Adrift.  Stocks drifted modestly higher yesterday as Chinese trade rhetoric eased and expectations for easy money rose.  Early session selling on EU trade troubles turned into buying in an uneventful day of trade.




  1.  Reality check.  Traders have been laser-focused on the ups and downs of trade talks with China, allowing themselves to be manipulated by tweets and soundbites.  The fact is that both the US and China have suffered economically from the ongoing struggle, though you would’t know it if you looked at the stock market, which is trading at or near all-time highs.  We can most likely thank the Fed for that.  In the wake of their Christmas pivot and increasingly dovish tilt, investors are all but certain that the Fed will lower rates at their next meeting.  Later this month, investors will have to deal with something else as well: earnings season.  According to Bloomberg, 82% of companies that have revised earnings leading up to this upcoming season have revised them downward.  Based on current estimates, earnings are expected to be flat to slightly higher for the second quarter.  Earnings will be the ultimate arbiter on the strength of ongoing a bull market.  We will be watching.


  1.  Yield to the yield.  The world’s largest central banks seem to all be falling into line… a dovish line that is.  Yesterday, comments by the Bank of England and Bank of Japan made it clear that they were concerned with the weakening global economy, further increasing the potential for more monetary easing.  Christine Lagarde, currently the IMF Chief, will become the next ECB President and she is expected to strike a more dovish tone than her predecessor Mario Draghi.  Bonds traders weighed in as well pushing 10-year yields to lows not seen since 2016.

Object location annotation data

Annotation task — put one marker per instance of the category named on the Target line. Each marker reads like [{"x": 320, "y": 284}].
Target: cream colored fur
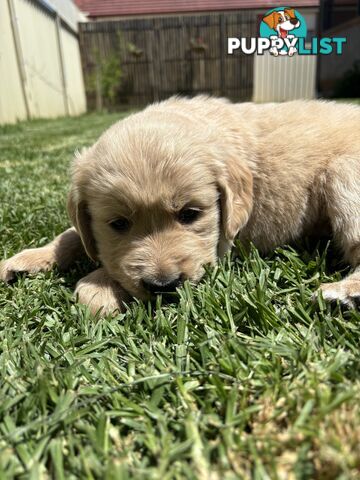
[{"x": 268, "y": 173}]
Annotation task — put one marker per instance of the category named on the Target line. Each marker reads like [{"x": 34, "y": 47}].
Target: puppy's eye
[
  {"x": 188, "y": 215},
  {"x": 121, "y": 224}
]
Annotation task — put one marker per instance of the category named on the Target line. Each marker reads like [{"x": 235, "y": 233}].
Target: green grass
[{"x": 243, "y": 378}]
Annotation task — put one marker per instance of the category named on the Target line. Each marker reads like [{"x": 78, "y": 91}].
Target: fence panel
[
  {"x": 12, "y": 104},
  {"x": 40, "y": 66},
  {"x": 277, "y": 79}
]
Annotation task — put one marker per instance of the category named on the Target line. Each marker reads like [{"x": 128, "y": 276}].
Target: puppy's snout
[{"x": 162, "y": 285}]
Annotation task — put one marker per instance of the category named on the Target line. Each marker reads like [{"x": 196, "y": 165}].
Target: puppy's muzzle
[{"x": 162, "y": 285}]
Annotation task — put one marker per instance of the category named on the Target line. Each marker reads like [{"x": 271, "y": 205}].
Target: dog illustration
[{"x": 282, "y": 22}]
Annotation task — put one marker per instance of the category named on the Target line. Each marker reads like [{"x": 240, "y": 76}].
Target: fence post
[
  {"x": 62, "y": 65},
  {"x": 19, "y": 57}
]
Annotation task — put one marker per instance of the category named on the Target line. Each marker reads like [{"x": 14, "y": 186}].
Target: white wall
[{"x": 39, "y": 59}]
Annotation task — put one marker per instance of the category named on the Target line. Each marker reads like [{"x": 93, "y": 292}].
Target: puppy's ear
[
  {"x": 236, "y": 198},
  {"x": 270, "y": 20},
  {"x": 79, "y": 213}
]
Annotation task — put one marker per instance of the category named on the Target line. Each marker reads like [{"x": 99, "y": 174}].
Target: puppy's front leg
[
  {"x": 100, "y": 292},
  {"x": 62, "y": 251}
]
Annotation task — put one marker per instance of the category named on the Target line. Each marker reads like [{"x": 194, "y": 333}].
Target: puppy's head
[
  {"x": 282, "y": 21},
  {"x": 152, "y": 201}
]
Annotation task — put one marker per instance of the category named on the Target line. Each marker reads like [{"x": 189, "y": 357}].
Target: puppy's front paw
[
  {"x": 346, "y": 291},
  {"x": 33, "y": 260},
  {"x": 100, "y": 293}
]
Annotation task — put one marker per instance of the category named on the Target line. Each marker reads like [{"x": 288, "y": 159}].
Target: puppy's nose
[{"x": 162, "y": 285}]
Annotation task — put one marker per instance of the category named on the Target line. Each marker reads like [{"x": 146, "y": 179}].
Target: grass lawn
[{"x": 243, "y": 378}]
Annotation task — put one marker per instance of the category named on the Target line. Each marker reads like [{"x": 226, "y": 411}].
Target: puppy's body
[{"x": 267, "y": 173}]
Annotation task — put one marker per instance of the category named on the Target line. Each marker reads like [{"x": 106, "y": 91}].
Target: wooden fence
[{"x": 160, "y": 57}]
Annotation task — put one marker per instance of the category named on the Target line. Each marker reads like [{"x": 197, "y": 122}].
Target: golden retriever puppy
[{"x": 165, "y": 192}]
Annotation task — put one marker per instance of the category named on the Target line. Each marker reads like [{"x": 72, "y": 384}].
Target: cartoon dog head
[{"x": 282, "y": 21}]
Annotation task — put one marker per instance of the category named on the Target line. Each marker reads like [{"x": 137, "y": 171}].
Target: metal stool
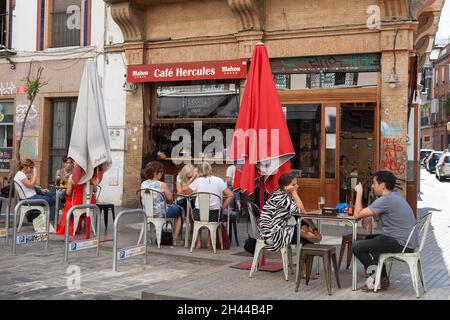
[
  {"x": 328, "y": 253},
  {"x": 347, "y": 242},
  {"x": 106, "y": 207}
]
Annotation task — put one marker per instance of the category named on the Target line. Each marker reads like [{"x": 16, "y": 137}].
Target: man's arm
[{"x": 361, "y": 213}]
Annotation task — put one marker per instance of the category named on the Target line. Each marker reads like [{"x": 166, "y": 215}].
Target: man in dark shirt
[{"x": 397, "y": 220}]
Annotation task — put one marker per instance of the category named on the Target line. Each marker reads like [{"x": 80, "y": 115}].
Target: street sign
[
  {"x": 37, "y": 237},
  {"x": 130, "y": 252},
  {"x": 82, "y": 245}
]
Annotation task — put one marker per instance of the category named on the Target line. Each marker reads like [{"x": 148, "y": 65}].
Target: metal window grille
[
  {"x": 62, "y": 36},
  {"x": 282, "y": 81}
]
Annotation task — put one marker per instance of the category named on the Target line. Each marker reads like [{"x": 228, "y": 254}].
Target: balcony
[{"x": 3, "y": 28}]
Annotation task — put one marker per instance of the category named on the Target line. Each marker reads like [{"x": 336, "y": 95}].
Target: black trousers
[{"x": 368, "y": 251}]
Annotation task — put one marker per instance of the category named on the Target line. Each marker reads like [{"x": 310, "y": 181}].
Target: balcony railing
[
  {"x": 62, "y": 35},
  {"x": 3, "y": 28}
]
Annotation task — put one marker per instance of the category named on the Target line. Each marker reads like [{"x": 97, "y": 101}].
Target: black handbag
[
  {"x": 250, "y": 245},
  {"x": 166, "y": 236}
]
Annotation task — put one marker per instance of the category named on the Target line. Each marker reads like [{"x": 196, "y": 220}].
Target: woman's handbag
[
  {"x": 250, "y": 245},
  {"x": 225, "y": 238},
  {"x": 166, "y": 236}
]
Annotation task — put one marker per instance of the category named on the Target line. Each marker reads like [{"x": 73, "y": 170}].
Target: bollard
[
  {"x": 125, "y": 253},
  {"x": 5, "y": 232},
  {"x": 82, "y": 245},
  {"x": 23, "y": 239}
]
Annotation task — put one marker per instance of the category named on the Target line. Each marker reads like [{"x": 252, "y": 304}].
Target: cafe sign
[{"x": 206, "y": 70}]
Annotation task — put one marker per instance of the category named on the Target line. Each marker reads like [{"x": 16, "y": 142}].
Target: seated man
[{"x": 397, "y": 220}]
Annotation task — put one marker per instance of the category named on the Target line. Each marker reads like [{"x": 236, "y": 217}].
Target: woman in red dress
[{"x": 74, "y": 196}]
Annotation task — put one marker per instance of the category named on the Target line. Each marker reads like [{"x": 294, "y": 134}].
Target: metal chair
[
  {"x": 20, "y": 194},
  {"x": 146, "y": 198},
  {"x": 204, "y": 199},
  {"x": 286, "y": 252},
  {"x": 77, "y": 213},
  {"x": 412, "y": 259},
  {"x": 105, "y": 207}
]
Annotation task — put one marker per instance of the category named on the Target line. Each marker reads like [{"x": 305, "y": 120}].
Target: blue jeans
[
  {"x": 173, "y": 211},
  {"x": 51, "y": 199}
]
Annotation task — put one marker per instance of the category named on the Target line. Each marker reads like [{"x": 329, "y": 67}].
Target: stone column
[{"x": 394, "y": 104}]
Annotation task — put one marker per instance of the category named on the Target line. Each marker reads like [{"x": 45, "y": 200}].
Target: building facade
[
  {"x": 59, "y": 36},
  {"x": 351, "y": 62},
  {"x": 441, "y": 100}
]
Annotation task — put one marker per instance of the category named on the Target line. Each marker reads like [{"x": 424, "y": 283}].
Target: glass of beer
[{"x": 321, "y": 203}]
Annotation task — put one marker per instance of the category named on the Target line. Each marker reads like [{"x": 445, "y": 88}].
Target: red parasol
[{"x": 261, "y": 142}]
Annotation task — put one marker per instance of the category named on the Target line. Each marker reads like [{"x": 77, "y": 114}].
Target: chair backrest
[
  {"x": 204, "y": 200},
  {"x": 423, "y": 224},
  {"x": 147, "y": 198},
  {"x": 98, "y": 192},
  {"x": 254, "y": 213},
  {"x": 20, "y": 192}
]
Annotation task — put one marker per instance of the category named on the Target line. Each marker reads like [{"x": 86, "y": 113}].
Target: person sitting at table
[
  {"x": 236, "y": 204},
  {"x": 75, "y": 196},
  {"x": 62, "y": 175},
  {"x": 186, "y": 175},
  {"x": 277, "y": 221},
  {"x": 397, "y": 220},
  {"x": 154, "y": 172},
  {"x": 31, "y": 189},
  {"x": 206, "y": 182}
]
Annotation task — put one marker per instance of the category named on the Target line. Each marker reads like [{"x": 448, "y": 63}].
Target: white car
[{"x": 443, "y": 167}]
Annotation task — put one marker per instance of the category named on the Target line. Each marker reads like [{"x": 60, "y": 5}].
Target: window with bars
[
  {"x": 331, "y": 80},
  {"x": 66, "y": 23}
]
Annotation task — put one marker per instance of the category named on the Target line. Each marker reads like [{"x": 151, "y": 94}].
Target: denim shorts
[
  {"x": 173, "y": 211},
  {"x": 213, "y": 215}
]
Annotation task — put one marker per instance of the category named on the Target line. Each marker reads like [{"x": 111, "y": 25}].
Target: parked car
[
  {"x": 424, "y": 153},
  {"x": 432, "y": 160},
  {"x": 443, "y": 167}
]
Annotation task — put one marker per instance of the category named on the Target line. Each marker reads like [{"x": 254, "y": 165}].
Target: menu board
[{"x": 5, "y": 158}]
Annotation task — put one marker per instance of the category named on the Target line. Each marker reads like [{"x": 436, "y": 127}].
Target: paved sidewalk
[{"x": 175, "y": 273}]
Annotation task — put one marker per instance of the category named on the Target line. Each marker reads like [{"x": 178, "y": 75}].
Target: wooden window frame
[{"x": 45, "y": 24}]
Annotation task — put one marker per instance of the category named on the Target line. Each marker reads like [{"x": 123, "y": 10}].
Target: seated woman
[
  {"x": 206, "y": 182},
  {"x": 64, "y": 173},
  {"x": 277, "y": 221},
  {"x": 186, "y": 175},
  {"x": 29, "y": 187},
  {"x": 153, "y": 172},
  {"x": 74, "y": 196}
]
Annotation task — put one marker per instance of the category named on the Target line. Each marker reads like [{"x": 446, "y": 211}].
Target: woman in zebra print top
[{"x": 277, "y": 223}]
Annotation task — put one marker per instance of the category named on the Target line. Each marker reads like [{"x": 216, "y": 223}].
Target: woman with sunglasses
[
  {"x": 62, "y": 175},
  {"x": 29, "y": 187}
]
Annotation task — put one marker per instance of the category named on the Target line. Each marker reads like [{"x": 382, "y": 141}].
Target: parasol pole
[
  {"x": 88, "y": 211},
  {"x": 261, "y": 205}
]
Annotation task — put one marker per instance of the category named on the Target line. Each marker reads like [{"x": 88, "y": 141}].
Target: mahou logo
[{"x": 140, "y": 74}]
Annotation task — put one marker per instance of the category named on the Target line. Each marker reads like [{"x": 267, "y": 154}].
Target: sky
[{"x": 444, "y": 23}]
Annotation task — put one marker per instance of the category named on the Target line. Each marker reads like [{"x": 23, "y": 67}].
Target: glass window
[
  {"x": 330, "y": 143},
  {"x": 66, "y": 23},
  {"x": 6, "y": 134},
  {"x": 304, "y": 123},
  {"x": 206, "y": 99}
]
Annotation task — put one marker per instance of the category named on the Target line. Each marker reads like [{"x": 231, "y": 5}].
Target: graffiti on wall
[
  {"x": 8, "y": 88},
  {"x": 393, "y": 156},
  {"x": 32, "y": 126}
]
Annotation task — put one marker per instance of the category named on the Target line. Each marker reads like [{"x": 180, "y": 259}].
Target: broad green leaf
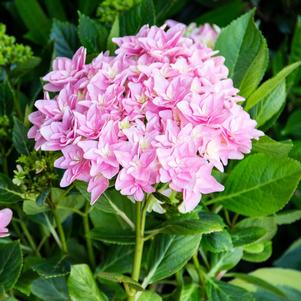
[
  {"x": 221, "y": 291},
  {"x": 259, "y": 257},
  {"x": 268, "y": 223},
  {"x": 133, "y": 19},
  {"x": 217, "y": 242},
  {"x": 6, "y": 99},
  {"x": 92, "y": 34},
  {"x": 168, "y": 254},
  {"x": 295, "y": 54},
  {"x": 117, "y": 259},
  {"x": 190, "y": 292},
  {"x": 286, "y": 280},
  {"x": 9, "y": 193},
  {"x": 225, "y": 261},
  {"x": 35, "y": 20},
  {"x": 223, "y": 14},
  {"x": 22, "y": 144},
  {"x": 166, "y": 9},
  {"x": 149, "y": 296},
  {"x": 291, "y": 258},
  {"x": 10, "y": 264},
  {"x": 207, "y": 223},
  {"x": 287, "y": 217},
  {"x": 64, "y": 37},
  {"x": 119, "y": 237},
  {"x": 270, "y": 105},
  {"x": 260, "y": 283},
  {"x": 82, "y": 285},
  {"x": 245, "y": 52},
  {"x": 269, "y": 86},
  {"x": 293, "y": 125},
  {"x": 115, "y": 32},
  {"x": 246, "y": 236},
  {"x": 268, "y": 146},
  {"x": 55, "y": 9},
  {"x": 120, "y": 278},
  {"x": 260, "y": 185},
  {"x": 54, "y": 289},
  {"x": 51, "y": 268}
]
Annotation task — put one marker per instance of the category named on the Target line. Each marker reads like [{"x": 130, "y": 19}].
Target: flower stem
[
  {"x": 88, "y": 239},
  {"x": 140, "y": 226},
  {"x": 60, "y": 230}
]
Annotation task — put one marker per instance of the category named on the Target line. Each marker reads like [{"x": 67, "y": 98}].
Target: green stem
[
  {"x": 140, "y": 226},
  {"x": 60, "y": 231},
  {"x": 88, "y": 239},
  {"x": 26, "y": 232}
]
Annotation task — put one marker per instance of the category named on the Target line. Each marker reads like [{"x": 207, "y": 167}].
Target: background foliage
[{"x": 242, "y": 244}]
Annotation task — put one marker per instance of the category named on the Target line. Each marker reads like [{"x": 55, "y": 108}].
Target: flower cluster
[
  {"x": 162, "y": 110},
  {"x": 10, "y": 51},
  {"x": 5, "y": 218}
]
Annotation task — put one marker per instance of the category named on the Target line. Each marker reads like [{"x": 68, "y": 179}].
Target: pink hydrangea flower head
[
  {"x": 5, "y": 218},
  {"x": 161, "y": 110}
]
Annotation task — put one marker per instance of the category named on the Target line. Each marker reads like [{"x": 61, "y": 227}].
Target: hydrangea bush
[{"x": 152, "y": 174}]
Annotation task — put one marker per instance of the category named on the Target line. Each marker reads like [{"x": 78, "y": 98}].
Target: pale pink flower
[{"x": 5, "y": 218}]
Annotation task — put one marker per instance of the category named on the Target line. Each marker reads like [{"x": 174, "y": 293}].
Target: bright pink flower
[
  {"x": 65, "y": 71},
  {"x": 5, "y": 218},
  {"x": 161, "y": 110}
]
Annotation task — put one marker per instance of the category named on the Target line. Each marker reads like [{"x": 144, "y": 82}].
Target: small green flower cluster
[
  {"x": 35, "y": 172},
  {"x": 109, "y": 9},
  {"x": 10, "y": 51},
  {"x": 5, "y": 129}
]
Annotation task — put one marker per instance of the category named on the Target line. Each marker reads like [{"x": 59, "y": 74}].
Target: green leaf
[
  {"x": 55, "y": 9},
  {"x": 120, "y": 278},
  {"x": 190, "y": 292},
  {"x": 117, "y": 259},
  {"x": 293, "y": 125},
  {"x": 51, "y": 268},
  {"x": 260, "y": 283},
  {"x": 10, "y": 264},
  {"x": 286, "y": 280},
  {"x": 268, "y": 146},
  {"x": 245, "y": 52},
  {"x": 35, "y": 20},
  {"x": 259, "y": 257},
  {"x": 54, "y": 289},
  {"x": 64, "y": 36},
  {"x": 208, "y": 223},
  {"x": 260, "y": 185},
  {"x": 268, "y": 223},
  {"x": 246, "y": 236},
  {"x": 121, "y": 237},
  {"x": 168, "y": 254},
  {"x": 269, "y": 86},
  {"x": 166, "y": 9},
  {"x": 270, "y": 105},
  {"x": 8, "y": 191},
  {"x": 92, "y": 34},
  {"x": 149, "y": 296},
  {"x": 225, "y": 261},
  {"x": 6, "y": 99},
  {"x": 221, "y": 291},
  {"x": 114, "y": 33},
  {"x": 82, "y": 285},
  {"x": 287, "y": 217},
  {"x": 295, "y": 54},
  {"x": 223, "y": 14},
  {"x": 20, "y": 140},
  {"x": 133, "y": 19},
  {"x": 217, "y": 242},
  {"x": 291, "y": 258}
]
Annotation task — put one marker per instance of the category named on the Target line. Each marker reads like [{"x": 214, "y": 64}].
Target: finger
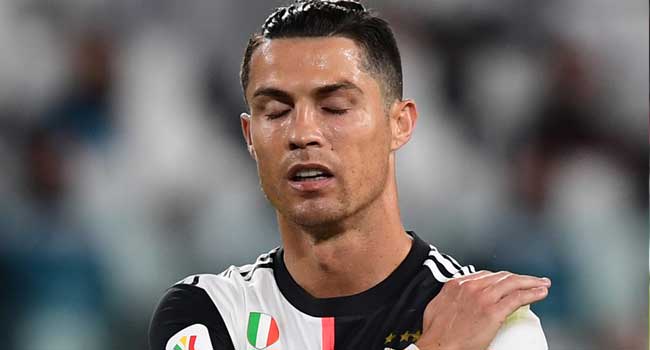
[
  {"x": 472, "y": 275},
  {"x": 485, "y": 281},
  {"x": 519, "y": 298},
  {"x": 511, "y": 283}
]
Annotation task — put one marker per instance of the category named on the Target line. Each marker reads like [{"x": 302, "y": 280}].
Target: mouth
[{"x": 309, "y": 177}]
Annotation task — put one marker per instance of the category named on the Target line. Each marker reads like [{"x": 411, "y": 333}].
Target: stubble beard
[{"x": 323, "y": 221}]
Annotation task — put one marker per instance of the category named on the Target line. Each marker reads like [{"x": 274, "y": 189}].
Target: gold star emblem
[
  {"x": 389, "y": 338},
  {"x": 404, "y": 336}
]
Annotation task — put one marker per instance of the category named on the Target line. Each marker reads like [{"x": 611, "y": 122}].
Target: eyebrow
[
  {"x": 331, "y": 88},
  {"x": 324, "y": 90}
]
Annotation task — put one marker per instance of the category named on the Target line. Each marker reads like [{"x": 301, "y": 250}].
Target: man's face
[{"x": 318, "y": 128}]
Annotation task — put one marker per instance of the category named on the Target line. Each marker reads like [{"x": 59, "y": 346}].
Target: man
[{"x": 323, "y": 83}]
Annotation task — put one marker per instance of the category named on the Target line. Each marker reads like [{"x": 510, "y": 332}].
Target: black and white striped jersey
[{"x": 260, "y": 306}]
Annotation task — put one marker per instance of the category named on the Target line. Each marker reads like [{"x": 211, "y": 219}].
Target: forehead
[{"x": 296, "y": 64}]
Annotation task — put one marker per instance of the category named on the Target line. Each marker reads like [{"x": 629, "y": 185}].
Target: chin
[{"x": 310, "y": 215}]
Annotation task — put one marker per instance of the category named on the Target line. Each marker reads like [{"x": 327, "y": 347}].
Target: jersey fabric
[{"x": 260, "y": 306}]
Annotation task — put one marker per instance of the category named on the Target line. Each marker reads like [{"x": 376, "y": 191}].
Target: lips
[{"x": 309, "y": 177}]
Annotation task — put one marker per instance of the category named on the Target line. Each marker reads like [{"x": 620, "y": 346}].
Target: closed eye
[
  {"x": 335, "y": 110},
  {"x": 278, "y": 115}
]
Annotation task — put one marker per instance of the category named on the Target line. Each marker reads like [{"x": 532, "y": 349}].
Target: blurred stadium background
[{"x": 123, "y": 169}]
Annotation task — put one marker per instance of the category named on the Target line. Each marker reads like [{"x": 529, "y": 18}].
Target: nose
[{"x": 305, "y": 129}]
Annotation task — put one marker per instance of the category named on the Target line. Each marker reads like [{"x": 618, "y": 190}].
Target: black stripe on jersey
[
  {"x": 441, "y": 260},
  {"x": 453, "y": 261},
  {"x": 195, "y": 281},
  {"x": 441, "y": 267},
  {"x": 182, "y": 306},
  {"x": 248, "y": 275}
]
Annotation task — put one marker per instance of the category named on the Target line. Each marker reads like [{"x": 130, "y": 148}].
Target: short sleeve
[
  {"x": 521, "y": 330},
  {"x": 187, "y": 319}
]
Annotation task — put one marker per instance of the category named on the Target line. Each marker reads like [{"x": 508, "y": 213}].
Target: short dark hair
[{"x": 330, "y": 18}]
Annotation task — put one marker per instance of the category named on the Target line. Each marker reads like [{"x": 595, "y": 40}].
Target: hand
[{"x": 469, "y": 310}]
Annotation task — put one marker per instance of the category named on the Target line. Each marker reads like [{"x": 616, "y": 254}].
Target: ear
[
  {"x": 245, "y": 119},
  {"x": 403, "y": 115}
]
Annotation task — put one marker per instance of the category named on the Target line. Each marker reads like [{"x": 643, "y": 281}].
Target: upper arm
[
  {"x": 522, "y": 330},
  {"x": 187, "y": 319}
]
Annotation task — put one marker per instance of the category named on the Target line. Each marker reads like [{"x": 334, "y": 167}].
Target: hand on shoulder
[{"x": 470, "y": 310}]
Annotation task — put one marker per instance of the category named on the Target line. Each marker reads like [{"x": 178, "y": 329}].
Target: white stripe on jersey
[
  {"x": 263, "y": 330},
  {"x": 450, "y": 264}
]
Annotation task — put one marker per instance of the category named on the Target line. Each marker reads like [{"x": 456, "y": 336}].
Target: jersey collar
[{"x": 359, "y": 304}]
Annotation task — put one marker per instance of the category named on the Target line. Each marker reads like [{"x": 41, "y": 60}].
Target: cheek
[
  {"x": 267, "y": 144},
  {"x": 364, "y": 145}
]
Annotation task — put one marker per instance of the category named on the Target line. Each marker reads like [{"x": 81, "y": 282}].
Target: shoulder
[
  {"x": 521, "y": 330},
  {"x": 443, "y": 267},
  {"x": 208, "y": 304}
]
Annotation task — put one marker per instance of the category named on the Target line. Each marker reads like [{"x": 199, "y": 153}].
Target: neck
[{"x": 364, "y": 250}]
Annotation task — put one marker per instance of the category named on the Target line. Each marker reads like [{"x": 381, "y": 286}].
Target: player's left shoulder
[
  {"x": 444, "y": 267},
  {"x": 521, "y": 330}
]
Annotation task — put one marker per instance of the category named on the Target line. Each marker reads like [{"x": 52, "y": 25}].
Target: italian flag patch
[{"x": 262, "y": 330}]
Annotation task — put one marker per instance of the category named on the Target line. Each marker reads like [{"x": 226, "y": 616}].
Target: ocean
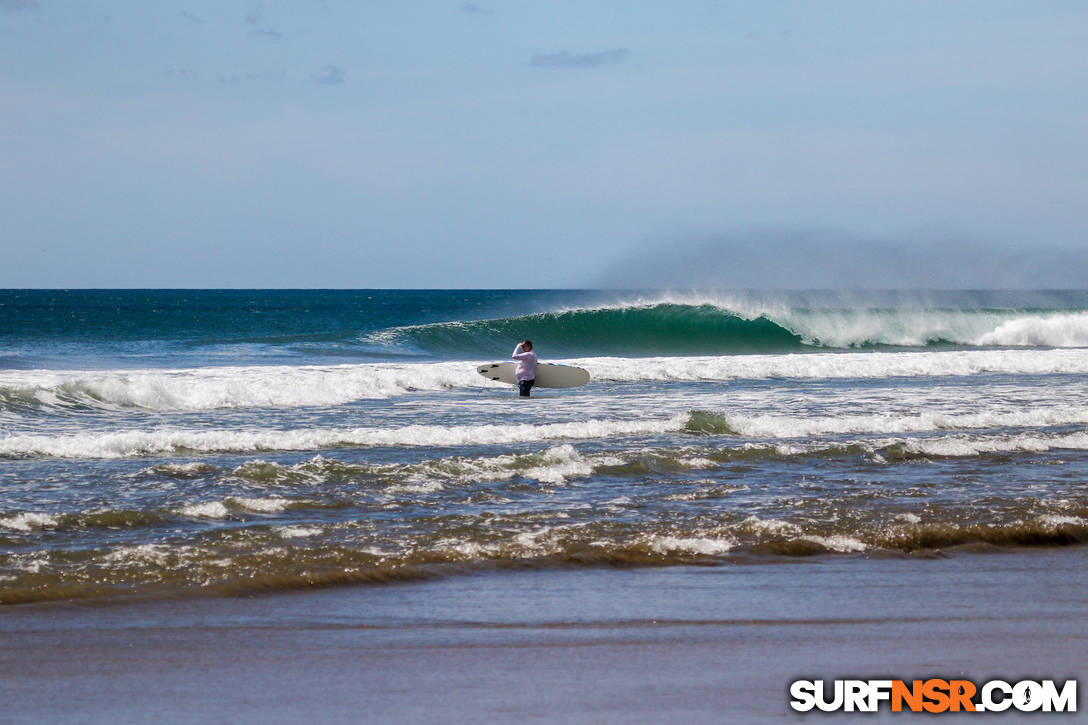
[{"x": 170, "y": 443}]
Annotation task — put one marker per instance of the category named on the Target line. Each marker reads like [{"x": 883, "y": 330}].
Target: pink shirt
[{"x": 527, "y": 365}]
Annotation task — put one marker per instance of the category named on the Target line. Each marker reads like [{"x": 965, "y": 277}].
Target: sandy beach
[{"x": 590, "y": 646}]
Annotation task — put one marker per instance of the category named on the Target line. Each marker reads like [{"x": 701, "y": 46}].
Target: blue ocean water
[{"x": 173, "y": 442}]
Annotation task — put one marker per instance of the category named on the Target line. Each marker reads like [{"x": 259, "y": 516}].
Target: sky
[{"x": 501, "y": 144}]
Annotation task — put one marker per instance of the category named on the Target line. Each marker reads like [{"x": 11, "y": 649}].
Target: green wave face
[{"x": 664, "y": 329}]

## Tasks and exercises
- A) Print the stretch of the market commentary from "Adrift.  Stocks drifted" through "day of trade.".
- B) Answer these questions using the market commentary:
(i) According to Bloomberg, what percentage of companies that revised earnings ahead of the upcoming season revised them downward?
(ii) Who is expected to become the next ECB President?
(iii) How low did bond traders push 10-year yields?
- C) Write the next part of the market commentary, picking up after its final sentence.

## Outputs in order
- A)
Adrift.  Stocks drifted modestly higher yesterday as Chinese trade rhetoric eased and expectations for easy money rose.  Early session selling on EU trade troubles turned into buying in an uneventful day of trade.

- B)
(i) 82%
(ii) Christine Lagarde, currently the IMF Chief
(iii) To lows not seen since 2016

- C)
Stocks sold off early on escalating trade tensions between the US and the EU, as the office of the US Trade Representative announced that it would be adding an additional $4 billion worth of European imports to a list of possible items to be taxed.  The selling ultimately gave way to buying with the only real news of the day being dovish rhetoric from BOE Chief Mark Carney and the US Woman’s Soccer Team’s win over England’s Lionesses. Stocks closed modestly higher with the S&P 500 closing up by +0.29% at a new high, the Dow Jones Industrial Average trading up by +0.26%, the Russell 2000 slipping by -0.58%, and the NASDAQ 100 climbing by +0.41%.  Bonds rallied and 10-year yields fell by -5 basis points to 1.97% bringing the almost-forgotten inverted 3-month/10-year yield curve to -22 basis points.  Crude oil fell by -4.81% despite the OPEC+ supply cut agreement, as many analysts believe that demand will continue to wane.




– ADP Employment Change is expected to show +140k new jobs created compared to last month’s 27k.

– Markit Services PMI is expected to be at 50.7 down from last month’s 50.9.  ISM’s Non-manufacturing Index is expected to be 56.0, down from last month’s 56.9.

– Economists expect Factory Orders to have fallen by -0.6% compared to last month’s -0.8% drop.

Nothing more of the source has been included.